(Data excerpts)

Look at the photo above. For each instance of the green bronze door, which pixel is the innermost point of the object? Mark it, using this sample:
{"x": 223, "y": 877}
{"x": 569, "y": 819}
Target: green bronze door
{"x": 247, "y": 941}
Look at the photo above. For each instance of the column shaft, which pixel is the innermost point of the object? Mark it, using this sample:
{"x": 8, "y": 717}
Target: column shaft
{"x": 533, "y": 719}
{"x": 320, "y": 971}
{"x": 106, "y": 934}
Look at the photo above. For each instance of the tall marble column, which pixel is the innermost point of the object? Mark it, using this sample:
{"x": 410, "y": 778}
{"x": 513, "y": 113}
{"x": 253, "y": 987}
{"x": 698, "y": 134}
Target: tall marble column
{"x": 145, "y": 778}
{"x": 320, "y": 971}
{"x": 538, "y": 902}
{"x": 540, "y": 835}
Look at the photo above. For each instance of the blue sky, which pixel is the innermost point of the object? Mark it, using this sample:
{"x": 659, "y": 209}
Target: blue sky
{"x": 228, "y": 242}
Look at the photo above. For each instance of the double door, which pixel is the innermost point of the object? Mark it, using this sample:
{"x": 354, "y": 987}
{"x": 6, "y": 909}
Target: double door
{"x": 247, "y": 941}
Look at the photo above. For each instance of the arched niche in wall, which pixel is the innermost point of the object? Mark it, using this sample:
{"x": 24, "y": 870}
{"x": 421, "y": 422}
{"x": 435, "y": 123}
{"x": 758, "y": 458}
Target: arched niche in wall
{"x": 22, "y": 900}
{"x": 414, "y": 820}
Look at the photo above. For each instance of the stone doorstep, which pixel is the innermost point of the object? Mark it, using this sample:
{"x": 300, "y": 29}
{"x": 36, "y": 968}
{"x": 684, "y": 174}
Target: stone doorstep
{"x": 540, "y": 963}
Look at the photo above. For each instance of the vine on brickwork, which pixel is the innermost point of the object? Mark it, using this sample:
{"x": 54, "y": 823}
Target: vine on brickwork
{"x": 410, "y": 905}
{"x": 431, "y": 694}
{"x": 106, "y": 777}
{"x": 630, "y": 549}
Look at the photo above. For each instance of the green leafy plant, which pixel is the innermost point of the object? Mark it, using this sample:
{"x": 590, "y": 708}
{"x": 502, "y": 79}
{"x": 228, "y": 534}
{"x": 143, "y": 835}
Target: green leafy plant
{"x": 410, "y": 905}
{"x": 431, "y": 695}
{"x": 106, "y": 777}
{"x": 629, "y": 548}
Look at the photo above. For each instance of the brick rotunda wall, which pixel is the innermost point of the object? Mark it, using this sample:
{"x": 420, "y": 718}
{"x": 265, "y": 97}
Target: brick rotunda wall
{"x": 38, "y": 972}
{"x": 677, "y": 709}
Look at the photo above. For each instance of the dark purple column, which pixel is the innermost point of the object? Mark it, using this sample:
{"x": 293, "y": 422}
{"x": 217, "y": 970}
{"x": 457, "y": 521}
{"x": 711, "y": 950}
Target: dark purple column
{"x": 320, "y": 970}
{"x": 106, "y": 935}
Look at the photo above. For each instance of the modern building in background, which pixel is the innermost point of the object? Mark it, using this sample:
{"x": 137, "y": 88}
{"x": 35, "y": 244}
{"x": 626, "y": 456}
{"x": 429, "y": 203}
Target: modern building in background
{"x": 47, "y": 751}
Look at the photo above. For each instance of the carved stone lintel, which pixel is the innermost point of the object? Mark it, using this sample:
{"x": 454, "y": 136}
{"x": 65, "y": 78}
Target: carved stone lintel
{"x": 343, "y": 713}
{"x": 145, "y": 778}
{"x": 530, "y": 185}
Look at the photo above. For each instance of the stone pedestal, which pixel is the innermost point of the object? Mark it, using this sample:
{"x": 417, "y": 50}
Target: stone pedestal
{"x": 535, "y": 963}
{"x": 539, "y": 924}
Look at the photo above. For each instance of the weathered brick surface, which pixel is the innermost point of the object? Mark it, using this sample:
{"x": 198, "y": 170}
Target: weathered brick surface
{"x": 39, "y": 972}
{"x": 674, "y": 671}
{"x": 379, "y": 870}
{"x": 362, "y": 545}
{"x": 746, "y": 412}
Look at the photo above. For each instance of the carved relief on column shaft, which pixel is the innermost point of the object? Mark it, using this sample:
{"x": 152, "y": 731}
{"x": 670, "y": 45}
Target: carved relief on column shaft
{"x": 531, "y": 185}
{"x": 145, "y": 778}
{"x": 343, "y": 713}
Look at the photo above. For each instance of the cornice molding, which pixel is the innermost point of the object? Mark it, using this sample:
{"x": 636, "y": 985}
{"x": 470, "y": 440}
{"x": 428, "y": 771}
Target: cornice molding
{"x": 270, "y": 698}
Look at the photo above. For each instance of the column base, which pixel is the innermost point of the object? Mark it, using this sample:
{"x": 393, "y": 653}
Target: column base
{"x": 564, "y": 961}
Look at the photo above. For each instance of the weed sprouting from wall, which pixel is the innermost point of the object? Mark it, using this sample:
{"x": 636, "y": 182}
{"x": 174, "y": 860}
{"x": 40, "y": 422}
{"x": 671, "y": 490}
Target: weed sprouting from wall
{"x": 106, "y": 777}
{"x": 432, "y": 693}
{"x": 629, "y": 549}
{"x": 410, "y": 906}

Requirement: Every entry above should be returned exactly as written.

Task result:
Look at the photo above. For each instance of the green bronze door, which pixel is the innermost point of the object? Mark it, using this sample:
{"x": 223, "y": 877}
{"x": 569, "y": 819}
Target: green bronze door
{"x": 247, "y": 941}
Look at the photo above. For each instance of the column shaft, which pixel is the innermost point of the object? Mark it, using this sample:
{"x": 8, "y": 717}
Target: column shaft
{"x": 533, "y": 719}
{"x": 320, "y": 971}
{"x": 106, "y": 934}
Look at the photo above. For each instance of the tall marble column, which pixel is the innermost point of the object? Mark it, using this sample:
{"x": 410, "y": 778}
{"x": 513, "y": 113}
{"x": 253, "y": 987}
{"x": 698, "y": 134}
Target: tall marble column
{"x": 145, "y": 778}
{"x": 320, "y": 971}
{"x": 538, "y": 902}
{"x": 540, "y": 835}
Look at the photo above. For each instance of the blue sky, which pixel is the innermost point of the object? Mark it, using this sample:
{"x": 659, "y": 209}
Target: blue sky
{"x": 228, "y": 242}
Look at the photo above. For each instance of the double door, which pixel is the innermost point of the object? Mark it, using this sample:
{"x": 354, "y": 987}
{"x": 6, "y": 909}
Target: double door
{"x": 247, "y": 941}
Look at the photo above. For each instance of the arched niche in wall, which pixel is the innermost point of the object? Mark it, using this sample:
{"x": 24, "y": 870}
{"x": 421, "y": 422}
{"x": 435, "y": 123}
{"x": 758, "y": 458}
Target: arched niche in wall
{"x": 22, "y": 900}
{"x": 414, "y": 820}
Look at the photo above. For each instance of the stone doorstep, which pixel is the innermost point of the object? Mark it, using this sample:
{"x": 300, "y": 29}
{"x": 36, "y": 968}
{"x": 684, "y": 174}
Target: stone doorstep
{"x": 540, "y": 963}
Look at the photo above. For each instance of the vine on brickwork, which pixel is the innermost point of the object? Mark it, using this sample:
{"x": 54, "y": 823}
Target: vine on brickwork
{"x": 410, "y": 905}
{"x": 431, "y": 694}
{"x": 106, "y": 777}
{"x": 630, "y": 549}
Look at the photo above. For each instance of the green leafy plant, which pixel is the innermost point of the object? Mark it, using this sample:
{"x": 590, "y": 708}
{"x": 502, "y": 79}
{"x": 228, "y": 534}
{"x": 143, "y": 835}
Target: green leafy plant
{"x": 410, "y": 905}
{"x": 431, "y": 695}
{"x": 106, "y": 777}
{"x": 629, "y": 548}
Look at the photo above. For each instance of the brick rotunda wall, which pixel is the innermost point of the object? Mark it, using this sample:
{"x": 420, "y": 718}
{"x": 265, "y": 97}
Target: brick rotunda wall
{"x": 38, "y": 972}
{"x": 677, "y": 709}
Look at the photo above. For each instance of the dark purple column, which pixel is the innermost point of the object? Mark it, using this sample:
{"x": 293, "y": 422}
{"x": 217, "y": 970}
{"x": 457, "y": 521}
{"x": 711, "y": 950}
Target: dark purple column
{"x": 320, "y": 970}
{"x": 106, "y": 935}
Look at the photo above. For each instance of the modern building in background, which pixel is the innermost point of the object? Mark it, using this sample:
{"x": 137, "y": 88}
{"x": 35, "y": 244}
{"x": 626, "y": 456}
{"x": 429, "y": 203}
Target: modern building in background
{"x": 47, "y": 751}
Look at the photo above. For each instance of the carved stone lintel, which pixel is the innermost point of the object? Mark it, using this sample:
{"x": 454, "y": 136}
{"x": 65, "y": 78}
Target: carved stone lintel
{"x": 343, "y": 713}
{"x": 145, "y": 778}
{"x": 530, "y": 185}
Look at the photo above. For each instance of the stone pedestal, which pixel is the innermost point of the object? Mark it, using this sample:
{"x": 417, "y": 50}
Target: stone pedestal
{"x": 535, "y": 963}
{"x": 539, "y": 924}
Look at the photo above. For each instance of the weathered brick surface, which pixel is the innermost point of the object? Mark it, using this sample:
{"x": 198, "y": 170}
Target: weathered brick surface
{"x": 39, "y": 972}
{"x": 674, "y": 671}
{"x": 379, "y": 870}
{"x": 362, "y": 545}
{"x": 746, "y": 412}
Look at the photo above. For each instance of the carved relief on column shaft, which pixel is the innermost point of the object? Mark it, using this sample:
{"x": 152, "y": 731}
{"x": 670, "y": 45}
Target: carved relief on column shaft
{"x": 531, "y": 185}
{"x": 145, "y": 778}
{"x": 343, "y": 713}
Look at the photo above. For each instance of the cornice molding, which pixel is the innermost point of the object? Mark it, using this sample:
{"x": 636, "y": 985}
{"x": 470, "y": 440}
{"x": 428, "y": 771}
Target: cornice molding
{"x": 270, "y": 698}
Look at the photo above. For each instance of the column base, which pixel is the innermost point of the object? Mark it, using this sample:
{"x": 393, "y": 653}
Target: column base
{"x": 564, "y": 961}
Look at the photo above. For each instance of the weed sprouting from wall, which pixel is the innermost point of the object? Mark it, using this sample:
{"x": 636, "y": 182}
{"x": 174, "y": 860}
{"x": 40, "y": 422}
{"x": 671, "y": 490}
Target: weed sprouting from wall
{"x": 106, "y": 777}
{"x": 432, "y": 693}
{"x": 629, "y": 549}
{"x": 410, "y": 906}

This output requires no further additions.